▶ Assignment: Copy exactly and only the lines running from the one that contains "Can you spot the green" to the final line of the data below, without the pictures.

Saved entries:
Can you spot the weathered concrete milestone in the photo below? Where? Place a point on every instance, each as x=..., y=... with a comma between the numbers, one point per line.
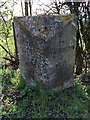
x=46, y=47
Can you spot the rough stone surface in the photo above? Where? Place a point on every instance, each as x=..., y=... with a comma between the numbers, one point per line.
x=46, y=47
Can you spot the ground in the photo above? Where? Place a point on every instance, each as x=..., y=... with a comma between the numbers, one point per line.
x=21, y=101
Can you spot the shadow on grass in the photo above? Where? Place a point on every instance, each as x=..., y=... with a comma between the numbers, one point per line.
x=25, y=102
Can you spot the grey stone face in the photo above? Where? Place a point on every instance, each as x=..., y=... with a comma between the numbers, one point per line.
x=46, y=47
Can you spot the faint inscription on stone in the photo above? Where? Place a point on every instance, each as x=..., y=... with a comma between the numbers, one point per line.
x=46, y=47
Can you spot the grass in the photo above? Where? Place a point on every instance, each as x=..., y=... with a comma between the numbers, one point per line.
x=21, y=101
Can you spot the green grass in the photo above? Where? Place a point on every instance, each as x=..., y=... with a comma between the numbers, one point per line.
x=21, y=101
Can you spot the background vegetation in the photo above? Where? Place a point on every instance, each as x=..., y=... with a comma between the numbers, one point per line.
x=21, y=101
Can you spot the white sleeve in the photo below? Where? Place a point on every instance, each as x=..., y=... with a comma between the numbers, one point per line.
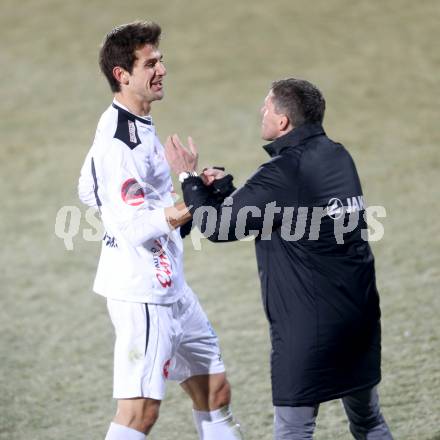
x=136, y=219
x=86, y=191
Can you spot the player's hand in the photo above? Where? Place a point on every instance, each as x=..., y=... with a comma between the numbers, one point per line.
x=210, y=174
x=179, y=157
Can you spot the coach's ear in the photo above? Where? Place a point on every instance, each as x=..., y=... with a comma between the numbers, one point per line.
x=284, y=123
x=121, y=75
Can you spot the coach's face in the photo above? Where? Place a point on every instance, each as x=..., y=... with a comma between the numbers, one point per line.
x=273, y=124
x=146, y=79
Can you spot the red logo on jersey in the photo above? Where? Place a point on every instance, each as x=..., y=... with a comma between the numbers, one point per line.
x=132, y=192
x=166, y=368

▶ Finished task:
Can you spot the green grass in the photo above? Where? Place a point on every instance, each as x=..., y=... with a comma between the numbers, one point per line.
x=21, y=101
Can you spot the background vegetation in the photo above? Where? Place a point on every instance, each as x=..., y=... with a comma between the numbers, one point per line.
x=21, y=101
Can you spot the white sleeve in the photo below? Where? Place a point on every instance, each as x=..., y=... with a comma between the numbers, one point per line.
x=136, y=219
x=86, y=191
Can you spot the player's hand in the photo above? Where? Place a point on every instance, each as x=..., y=... with a comma between the numbers, one point per line.
x=210, y=174
x=179, y=157
Can you spot the coach's ear in the photo above? Where? Place a point on every instance, each as x=..., y=... with a comma between the numbers, one point per line.
x=284, y=123
x=121, y=75
Can you spot the coach's face in the photo above? Where? Place a point on every instance, each as x=..., y=... with a comma between the numbers, one point per line.
x=273, y=124
x=146, y=79
Can you spot the red logo on jersey in the photo above? Where? Place a point on every instance, each as x=..., y=... with a comma between the numbers, one point per line.
x=132, y=192
x=166, y=368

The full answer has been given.